About this task => Transcribe the data. Leave out nothing.

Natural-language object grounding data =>
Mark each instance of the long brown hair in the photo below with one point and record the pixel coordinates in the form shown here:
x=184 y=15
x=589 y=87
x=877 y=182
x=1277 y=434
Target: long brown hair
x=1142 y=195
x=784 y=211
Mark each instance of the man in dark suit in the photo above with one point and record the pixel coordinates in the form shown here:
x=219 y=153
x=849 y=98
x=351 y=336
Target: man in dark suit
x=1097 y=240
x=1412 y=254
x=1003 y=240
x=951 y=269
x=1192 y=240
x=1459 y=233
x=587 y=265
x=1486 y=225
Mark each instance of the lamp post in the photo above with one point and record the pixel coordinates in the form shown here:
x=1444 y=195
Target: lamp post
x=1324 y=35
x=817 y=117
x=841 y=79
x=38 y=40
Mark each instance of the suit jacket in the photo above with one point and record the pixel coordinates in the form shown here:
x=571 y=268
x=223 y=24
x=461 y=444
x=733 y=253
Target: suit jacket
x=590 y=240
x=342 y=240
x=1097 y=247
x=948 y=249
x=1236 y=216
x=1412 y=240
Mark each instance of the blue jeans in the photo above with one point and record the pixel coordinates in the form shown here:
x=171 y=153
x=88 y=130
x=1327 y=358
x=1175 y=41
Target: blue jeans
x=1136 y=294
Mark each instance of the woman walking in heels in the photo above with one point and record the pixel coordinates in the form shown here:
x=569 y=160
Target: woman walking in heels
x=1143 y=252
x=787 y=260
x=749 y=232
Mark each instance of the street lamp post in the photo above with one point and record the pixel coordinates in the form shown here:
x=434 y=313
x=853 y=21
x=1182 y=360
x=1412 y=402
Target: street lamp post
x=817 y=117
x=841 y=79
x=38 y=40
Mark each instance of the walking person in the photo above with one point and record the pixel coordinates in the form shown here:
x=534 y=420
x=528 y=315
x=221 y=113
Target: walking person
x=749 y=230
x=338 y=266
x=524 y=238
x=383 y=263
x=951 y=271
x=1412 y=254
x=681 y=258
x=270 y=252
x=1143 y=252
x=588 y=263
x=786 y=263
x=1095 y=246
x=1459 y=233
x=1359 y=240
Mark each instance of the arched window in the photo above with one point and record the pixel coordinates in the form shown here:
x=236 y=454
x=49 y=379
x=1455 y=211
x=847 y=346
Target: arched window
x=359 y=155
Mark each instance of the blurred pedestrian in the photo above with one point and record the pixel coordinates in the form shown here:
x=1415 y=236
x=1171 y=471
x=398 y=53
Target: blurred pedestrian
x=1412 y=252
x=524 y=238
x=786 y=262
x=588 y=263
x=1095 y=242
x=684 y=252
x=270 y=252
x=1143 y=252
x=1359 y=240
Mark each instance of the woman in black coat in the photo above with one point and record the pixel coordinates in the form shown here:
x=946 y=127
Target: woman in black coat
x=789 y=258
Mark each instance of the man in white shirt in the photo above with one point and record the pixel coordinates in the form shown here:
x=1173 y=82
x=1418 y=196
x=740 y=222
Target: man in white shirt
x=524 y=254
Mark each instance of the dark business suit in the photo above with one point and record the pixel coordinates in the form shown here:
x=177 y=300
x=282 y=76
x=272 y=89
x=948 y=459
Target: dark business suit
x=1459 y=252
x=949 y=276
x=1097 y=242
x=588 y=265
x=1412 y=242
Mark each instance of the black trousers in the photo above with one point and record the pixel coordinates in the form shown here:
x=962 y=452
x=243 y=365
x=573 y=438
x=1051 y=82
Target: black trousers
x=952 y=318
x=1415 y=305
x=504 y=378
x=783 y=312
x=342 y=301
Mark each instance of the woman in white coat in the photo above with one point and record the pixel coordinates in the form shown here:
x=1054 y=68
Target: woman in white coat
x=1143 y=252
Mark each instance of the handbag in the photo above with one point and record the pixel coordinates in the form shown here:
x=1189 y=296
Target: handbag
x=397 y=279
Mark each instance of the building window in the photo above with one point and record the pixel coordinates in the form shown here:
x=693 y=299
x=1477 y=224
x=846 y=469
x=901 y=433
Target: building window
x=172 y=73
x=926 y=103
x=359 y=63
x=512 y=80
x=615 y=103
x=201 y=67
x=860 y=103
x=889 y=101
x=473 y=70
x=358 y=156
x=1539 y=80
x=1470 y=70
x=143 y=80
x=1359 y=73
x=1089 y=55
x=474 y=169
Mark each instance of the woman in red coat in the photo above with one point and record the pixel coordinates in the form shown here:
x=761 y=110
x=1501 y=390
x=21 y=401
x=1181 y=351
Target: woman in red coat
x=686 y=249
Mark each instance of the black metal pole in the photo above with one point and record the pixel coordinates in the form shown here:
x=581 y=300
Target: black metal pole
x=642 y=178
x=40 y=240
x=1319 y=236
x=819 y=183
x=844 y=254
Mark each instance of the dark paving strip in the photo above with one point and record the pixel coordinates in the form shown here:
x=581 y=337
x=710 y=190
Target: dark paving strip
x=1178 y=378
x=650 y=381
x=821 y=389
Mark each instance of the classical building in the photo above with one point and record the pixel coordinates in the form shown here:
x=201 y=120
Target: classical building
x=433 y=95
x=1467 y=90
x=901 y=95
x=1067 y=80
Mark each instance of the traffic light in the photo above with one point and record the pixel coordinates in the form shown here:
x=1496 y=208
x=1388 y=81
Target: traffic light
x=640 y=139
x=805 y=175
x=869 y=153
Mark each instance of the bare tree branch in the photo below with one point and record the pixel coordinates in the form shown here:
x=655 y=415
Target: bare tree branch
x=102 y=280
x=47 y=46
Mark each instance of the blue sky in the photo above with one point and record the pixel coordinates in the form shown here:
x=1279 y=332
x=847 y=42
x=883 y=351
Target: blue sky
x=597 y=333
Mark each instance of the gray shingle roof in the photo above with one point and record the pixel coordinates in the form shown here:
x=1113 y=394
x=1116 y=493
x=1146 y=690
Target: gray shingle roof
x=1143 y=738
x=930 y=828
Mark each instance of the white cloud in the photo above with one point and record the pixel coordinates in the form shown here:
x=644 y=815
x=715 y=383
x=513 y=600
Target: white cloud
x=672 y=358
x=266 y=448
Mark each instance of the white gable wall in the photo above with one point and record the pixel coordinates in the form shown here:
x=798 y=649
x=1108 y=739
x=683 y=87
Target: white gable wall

Written response =>
Mark each instance of the long brown hair in the photo below with one point and record the pixel coordinates in the form shown here:
x=184 y=15
x=589 y=87
x=877 y=182
x=1277 y=434
Target: long brown hair
x=1142 y=195
x=784 y=211
Mark each instance of the man in dark suit in the photo above with one point and record the pixel coordinates in the form shown here:
x=219 y=153
x=849 y=98
x=351 y=336
Target: man in dark suit
x=1097 y=240
x=1412 y=254
x=1003 y=240
x=951 y=269
x=1192 y=240
x=1459 y=233
x=587 y=265
x=1486 y=225
Mark each instance of the lamp post in the photo above with one point and record the pixel coordinates in the form shown here:
x=1444 y=195
Target: lamp post
x=1324 y=35
x=817 y=117
x=841 y=79
x=38 y=40
Mark each instance of the suit jacket in the photo above with one point and record the pixel coordinates in the form shown here:
x=571 y=268
x=223 y=24
x=461 y=444
x=733 y=253
Target: suit jacket
x=590 y=240
x=342 y=240
x=1097 y=247
x=948 y=249
x=1236 y=216
x=1412 y=240
Mark each instance of the blue jeans in the photo above with one point and record the pixel coordinates in the form shown here:
x=171 y=153
x=88 y=130
x=1327 y=358
x=1175 y=41
Target: blue jeans
x=1136 y=294
Mark each instance of the woman walking in heels in the photo above with one point and record the pixel coordinates in the form shown here:
x=569 y=160
Target: woman walking in heels
x=1143 y=252
x=787 y=260
x=749 y=232
Mark each instance of the street lamp post in the photo above with one point and record the pixel coordinates in the form shown here:
x=434 y=313
x=853 y=21
x=1182 y=360
x=1412 y=402
Target: street lamp post
x=817 y=117
x=841 y=79
x=38 y=40
Mark each instance of the walking person in the photo above with one point and record the pixel coordinates in the form shown here:
x=534 y=420
x=528 y=315
x=221 y=113
Target: walking person
x=749 y=230
x=338 y=266
x=524 y=238
x=383 y=263
x=951 y=271
x=1412 y=254
x=681 y=258
x=270 y=252
x=1143 y=252
x=588 y=263
x=786 y=263
x=1095 y=246
x=1459 y=233
x=1359 y=240
Mark each instance of the arched window in the photo above with one point and record the pixel coordinates in the form shown here:
x=236 y=454
x=49 y=379
x=1455 y=211
x=847 y=346
Target: arched window
x=359 y=155
Mark each instance of the blurred pedestrian in the photo above with one point and record the pixel coordinates in the form shown here:
x=1415 y=236
x=1171 y=471
x=398 y=53
Target: blurred pedestrian
x=1412 y=252
x=524 y=238
x=786 y=262
x=588 y=263
x=1095 y=242
x=684 y=252
x=270 y=252
x=1143 y=252
x=1359 y=240
Mark each instance of the woman in black coat in the photo above with one point and record the pixel coordinates in the form shown here:
x=946 y=127
Target: woman in black coat
x=789 y=258
Mark each instance of the man in white shirt in the photo above with one point and record the pixel coordinates in the form shown here:
x=1173 y=82
x=1418 y=196
x=740 y=222
Target: man in white shirt
x=524 y=254
Mark each instance of the dark business suit in the photo above with one point and record the pixel coordinates in the form shown here:
x=177 y=300
x=282 y=76
x=272 y=89
x=948 y=459
Target: dark business suit
x=1459 y=252
x=949 y=276
x=1097 y=242
x=588 y=265
x=1412 y=242
Mark each instance of the black trousers in the photo above with one point and record the pixel coordinates in the form shown here:
x=962 y=452
x=243 y=365
x=573 y=438
x=1051 y=82
Target: black trousers
x=952 y=318
x=1415 y=305
x=504 y=378
x=783 y=312
x=342 y=301
Mark each instance of the woman in white coat in the photo above with one point and record the pixel coordinates in the form shown here:
x=1054 y=68
Target: woman in white coat
x=1143 y=252
Mark each instance of the handbag in the photo above with one point and record the pixel coordinates in the form shown here:
x=1189 y=296
Target: handbag
x=397 y=279
Mark each instance of the building window in the photo above with one point and record the pixel coordinates in the form shown here:
x=693 y=299
x=1477 y=224
x=846 y=469
x=901 y=433
Target: building window
x=172 y=73
x=926 y=103
x=359 y=63
x=512 y=80
x=615 y=103
x=201 y=67
x=860 y=103
x=889 y=101
x=473 y=70
x=358 y=156
x=1539 y=80
x=1470 y=70
x=143 y=80
x=1359 y=73
x=1089 y=55
x=474 y=169
Mark each instance of the woman in red coat in the photo above with one point and record the pixel coordinates in the form shown here:
x=761 y=110
x=1501 y=390
x=21 y=401
x=1181 y=351
Target: woman in red coat
x=686 y=249
Mark each instance of the black metal pole in the photo above with one point and record the pixel coordinates in the form shown here:
x=581 y=300
Target: black metal pole
x=642 y=178
x=40 y=240
x=1319 y=236
x=819 y=183
x=844 y=254
Mark each instance of the dark paving strip in the photo above with one point and record the pixel coordinates in the form shown here:
x=581 y=337
x=710 y=190
Target: dark paving strip
x=1178 y=378
x=650 y=381
x=821 y=389
Mark each instance of the classical building in the photo above with one point and record the pixel coordinates in the form shown here:
x=201 y=120
Target: classical building
x=433 y=95
x=1467 y=90
x=901 y=95
x=1067 y=80
Mark each instance of the traffic light in the photo above with one point and record the pixel coordinates in the form shown here:
x=1496 y=208
x=1388 y=81
Target: traffic light
x=640 y=139
x=805 y=175
x=869 y=153
Mark each instance of the bare tree branch in the photo below with one point and record the pixel coordinates in the form shown here:
x=655 y=415
Target: bare tree branch
x=102 y=280
x=47 y=46
Mark each instance of the blue sky in the photo above with one point and record the pixel coordinates in the form shown here:
x=1279 y=332
x=847 y=42
x=883 y=351
Target: blue sky
x=597 y=333
Mark each instance of the gray shingle roof in the photo above with one point and record the pixel coordinates in the form shown here:
x=1113 y=394
x=1116 y=493
x=1146 y=690
Target: gray shingle roof
x=1143 y=738
x=930 y=828
Mark each instance of the white cloud in the photo above with one point and record the pixel coordinates in the form shown here:
x=644 y=815
x=715 y=383
x=513 y=600
Target: white cloud
x=672 y=358
x=266 y=448
Mark each instance of the white gable wall in the photo above with one point and record the pixel coordinates in the form shown here:
x=798 y=649
x=1108 y=739
x=683 y=87
Target: white gable wall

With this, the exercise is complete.